▶ **Exercise goal**
Exactly the lines from the line containing "the white window" through the last line of the entries below should appear in the answer, reproduced verbatim.

Natural language region descriptions
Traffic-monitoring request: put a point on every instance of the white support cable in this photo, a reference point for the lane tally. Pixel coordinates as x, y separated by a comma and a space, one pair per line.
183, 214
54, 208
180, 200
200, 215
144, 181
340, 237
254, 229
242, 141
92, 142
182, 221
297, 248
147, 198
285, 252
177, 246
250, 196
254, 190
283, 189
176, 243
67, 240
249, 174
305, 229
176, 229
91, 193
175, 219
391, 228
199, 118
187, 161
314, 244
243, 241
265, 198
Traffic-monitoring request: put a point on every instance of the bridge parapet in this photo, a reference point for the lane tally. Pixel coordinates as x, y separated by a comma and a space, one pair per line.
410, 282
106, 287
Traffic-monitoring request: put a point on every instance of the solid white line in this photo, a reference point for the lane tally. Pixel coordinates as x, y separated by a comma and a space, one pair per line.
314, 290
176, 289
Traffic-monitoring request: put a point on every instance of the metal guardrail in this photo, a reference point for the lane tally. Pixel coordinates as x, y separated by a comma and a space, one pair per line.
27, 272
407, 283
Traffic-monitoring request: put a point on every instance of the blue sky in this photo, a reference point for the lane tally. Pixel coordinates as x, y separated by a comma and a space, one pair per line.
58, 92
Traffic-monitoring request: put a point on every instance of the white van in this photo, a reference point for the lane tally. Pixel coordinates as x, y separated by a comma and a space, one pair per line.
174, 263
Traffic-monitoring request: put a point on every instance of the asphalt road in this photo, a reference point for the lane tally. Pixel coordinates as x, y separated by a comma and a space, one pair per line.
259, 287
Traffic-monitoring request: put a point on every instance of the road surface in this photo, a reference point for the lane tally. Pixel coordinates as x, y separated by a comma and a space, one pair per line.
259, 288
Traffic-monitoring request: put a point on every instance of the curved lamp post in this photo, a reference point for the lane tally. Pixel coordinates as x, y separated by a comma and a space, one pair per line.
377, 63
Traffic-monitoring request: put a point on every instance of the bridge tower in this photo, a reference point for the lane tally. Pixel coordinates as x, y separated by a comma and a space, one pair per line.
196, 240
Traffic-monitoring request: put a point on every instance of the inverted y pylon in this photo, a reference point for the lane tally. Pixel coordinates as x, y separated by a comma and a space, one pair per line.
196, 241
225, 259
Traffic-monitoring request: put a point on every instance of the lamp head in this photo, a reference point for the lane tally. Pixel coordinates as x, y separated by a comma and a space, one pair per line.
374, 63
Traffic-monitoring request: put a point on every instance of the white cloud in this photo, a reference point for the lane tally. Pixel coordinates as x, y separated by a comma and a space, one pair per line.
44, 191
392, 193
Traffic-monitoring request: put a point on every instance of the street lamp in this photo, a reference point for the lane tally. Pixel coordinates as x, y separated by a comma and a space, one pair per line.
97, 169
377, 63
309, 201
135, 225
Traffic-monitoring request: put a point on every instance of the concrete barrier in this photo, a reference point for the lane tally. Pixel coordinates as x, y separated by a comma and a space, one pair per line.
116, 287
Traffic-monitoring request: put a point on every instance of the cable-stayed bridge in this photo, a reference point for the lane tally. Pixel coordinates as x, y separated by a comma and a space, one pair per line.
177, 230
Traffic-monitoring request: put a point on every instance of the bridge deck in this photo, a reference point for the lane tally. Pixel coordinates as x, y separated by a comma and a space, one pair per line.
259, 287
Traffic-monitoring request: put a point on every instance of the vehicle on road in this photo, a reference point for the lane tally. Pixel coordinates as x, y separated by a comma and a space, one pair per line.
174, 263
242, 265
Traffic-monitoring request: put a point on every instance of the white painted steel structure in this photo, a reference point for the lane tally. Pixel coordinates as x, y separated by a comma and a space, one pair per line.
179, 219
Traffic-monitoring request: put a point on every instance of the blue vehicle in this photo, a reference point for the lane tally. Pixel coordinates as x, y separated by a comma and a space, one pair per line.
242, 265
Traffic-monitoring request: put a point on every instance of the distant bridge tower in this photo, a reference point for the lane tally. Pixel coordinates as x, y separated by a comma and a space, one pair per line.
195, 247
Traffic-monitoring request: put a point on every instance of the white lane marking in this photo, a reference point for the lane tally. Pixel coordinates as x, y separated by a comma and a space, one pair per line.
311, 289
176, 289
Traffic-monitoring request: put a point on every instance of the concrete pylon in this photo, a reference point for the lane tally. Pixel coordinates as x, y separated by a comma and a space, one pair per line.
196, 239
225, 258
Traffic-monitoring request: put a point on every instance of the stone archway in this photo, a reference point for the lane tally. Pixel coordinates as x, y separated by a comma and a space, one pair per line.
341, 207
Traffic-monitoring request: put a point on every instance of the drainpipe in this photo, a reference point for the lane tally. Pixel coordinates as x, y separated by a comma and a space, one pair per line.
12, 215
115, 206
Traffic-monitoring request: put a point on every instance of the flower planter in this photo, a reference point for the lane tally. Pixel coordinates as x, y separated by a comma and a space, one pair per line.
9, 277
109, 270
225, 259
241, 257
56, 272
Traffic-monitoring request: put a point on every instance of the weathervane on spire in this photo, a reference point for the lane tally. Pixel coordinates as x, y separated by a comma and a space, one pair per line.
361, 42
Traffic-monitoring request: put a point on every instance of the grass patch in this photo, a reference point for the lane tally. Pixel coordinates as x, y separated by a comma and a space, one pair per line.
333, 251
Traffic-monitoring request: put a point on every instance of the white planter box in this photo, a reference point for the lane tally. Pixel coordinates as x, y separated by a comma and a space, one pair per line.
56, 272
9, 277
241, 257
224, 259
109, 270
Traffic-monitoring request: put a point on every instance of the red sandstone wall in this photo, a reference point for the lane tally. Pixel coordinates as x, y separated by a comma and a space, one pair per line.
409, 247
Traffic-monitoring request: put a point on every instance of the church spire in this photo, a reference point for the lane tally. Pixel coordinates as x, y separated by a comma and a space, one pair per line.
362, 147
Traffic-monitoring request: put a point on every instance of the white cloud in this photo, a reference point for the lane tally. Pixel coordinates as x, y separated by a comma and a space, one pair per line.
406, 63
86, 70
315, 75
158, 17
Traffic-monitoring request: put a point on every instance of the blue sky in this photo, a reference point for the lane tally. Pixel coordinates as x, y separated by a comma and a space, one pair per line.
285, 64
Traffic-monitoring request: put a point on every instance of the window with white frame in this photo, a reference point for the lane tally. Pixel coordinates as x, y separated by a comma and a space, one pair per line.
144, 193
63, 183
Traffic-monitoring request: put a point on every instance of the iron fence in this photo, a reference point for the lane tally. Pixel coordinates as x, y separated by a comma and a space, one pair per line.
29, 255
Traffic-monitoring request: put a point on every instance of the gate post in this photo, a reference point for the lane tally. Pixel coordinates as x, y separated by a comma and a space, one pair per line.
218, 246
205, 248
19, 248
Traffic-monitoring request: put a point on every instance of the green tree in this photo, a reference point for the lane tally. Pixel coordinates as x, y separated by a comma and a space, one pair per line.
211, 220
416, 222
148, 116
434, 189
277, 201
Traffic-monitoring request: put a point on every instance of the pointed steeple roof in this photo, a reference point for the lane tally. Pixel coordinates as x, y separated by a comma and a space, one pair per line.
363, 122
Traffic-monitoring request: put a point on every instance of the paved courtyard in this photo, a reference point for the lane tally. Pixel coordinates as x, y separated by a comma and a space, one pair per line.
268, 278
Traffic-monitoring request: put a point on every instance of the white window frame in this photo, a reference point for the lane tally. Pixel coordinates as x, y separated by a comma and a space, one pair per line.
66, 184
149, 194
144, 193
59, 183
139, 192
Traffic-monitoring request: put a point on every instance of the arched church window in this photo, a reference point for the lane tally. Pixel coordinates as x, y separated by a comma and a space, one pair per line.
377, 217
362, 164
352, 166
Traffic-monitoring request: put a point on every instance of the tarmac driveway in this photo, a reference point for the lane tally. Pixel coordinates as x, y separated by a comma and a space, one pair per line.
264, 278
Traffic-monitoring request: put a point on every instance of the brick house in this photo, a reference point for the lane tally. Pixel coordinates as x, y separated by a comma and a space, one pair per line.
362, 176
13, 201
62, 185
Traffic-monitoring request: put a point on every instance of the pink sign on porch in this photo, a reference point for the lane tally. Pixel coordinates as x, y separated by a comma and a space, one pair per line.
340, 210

▶ **Written answer**
Traffic-monitoring request: put a point on every instance of the white window frame in this photo, a reference point for the lane tally. Pixel coordinates as x, y separated by a comma and a space, one pair per line.
66, 184
149, 194
144, 193
59, 183
139, 192
Traffic-monitoring request: put a point on every instance of the arched church window in this photo, a reference point for the lane tally. Pixel coordinates as x, y separated by a comma and a space, one pair per line.
377, 217
362, 164
352, 166
Traffic-monitoring request: put a point on every instance of the tarmac driveway in this photo, a reference point for the lane tally. Pixel coordinates as x, y separated by a comma and a space, one pair per line.
264, 278
Traffic-monitoring request: put a point on every instance of the brick house in this photo, a reference point for the lane tally. Pixel coordinates as x, y separated by a comma and a space, one pair per line.
362, 176
13, 201
62, 185
Traffic-monitoring request: put a point on every instance of the pink sign on porch in this photo, a reference point for the lane tally. Pixel coordinates as x, y separated by a comma and a space, one pair per line.
340, 210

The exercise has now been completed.